Goal 1.
Show each line of the listing below that contains the word "Task".

Given text.
Faith: Marianne Williamson Is Full of It

She is the high priestess of pop religion. Millions buy her books and tapes. Fans worship her. As for critics, she warns, “Laugh at all this at your emotional peril.”

In a matter of hours, Marianne Williamson will take the stage in cascading taupe and have 1,000 disciples eating out of her delicate hands. She will ask them to pray for peace, for prosperity, for the deliverance of a prostitute. She will urge them to save America from spiritual bankruptcy, and they will nod and murmur and consider her call to action. A young man will stand to ask advice about a friend and sit down smiling after she proclaims his attitude “enabling.”

She will hold the lecture at Los Angeles’ Wilshire Ebell Theater, where she is a frequent headliner. But right now, the wildly popular feel-good guru is tucked in the corner of a couch, and the voice that can be as seductive as a clear stream is gaining force and intensity. First one finger starts wagging, then both nicely muscled arms are in the air. Williamson doesn’t like questions about her power as a priestess of the New Age, doesn’t much like being questioned about her path to enlightenment. Skepticism is met with run-on sentences, cynicism with a silent stare. “Laugh at all of this at your emotional peril,” she warns in her 1993 book A Woman’s Worth, which spent 19 weeks on the New York Times best-seller list.

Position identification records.

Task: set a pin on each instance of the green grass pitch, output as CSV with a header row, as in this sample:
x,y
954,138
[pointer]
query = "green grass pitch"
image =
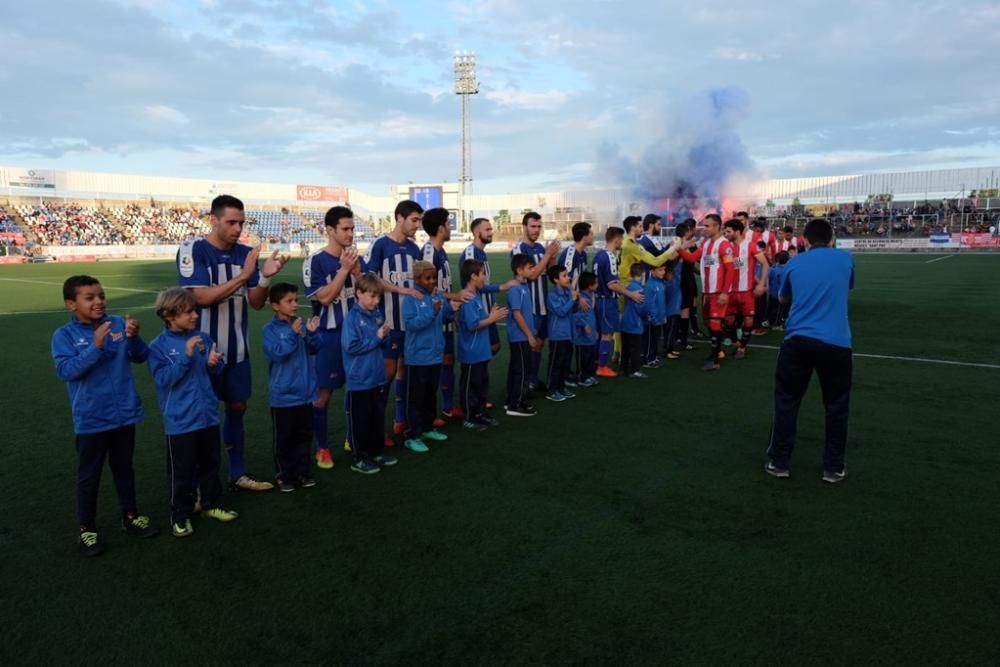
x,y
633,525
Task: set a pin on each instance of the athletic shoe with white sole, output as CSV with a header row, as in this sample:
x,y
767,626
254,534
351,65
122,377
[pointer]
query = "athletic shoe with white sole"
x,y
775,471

Goal 2.
According to the article on Marianne Williamson above, how many weeks did A Woman's Worth spend on the New York Times best-seller list?

Answer 1.
Task: set a pin on each instance of the green grass pitch, output as CSV with a header row, as in this sample:
Task: set a pin on each instance of the athletic shoe with white sole, output as CSV with a header row, as in this sample:

Answer 2.
19 weeks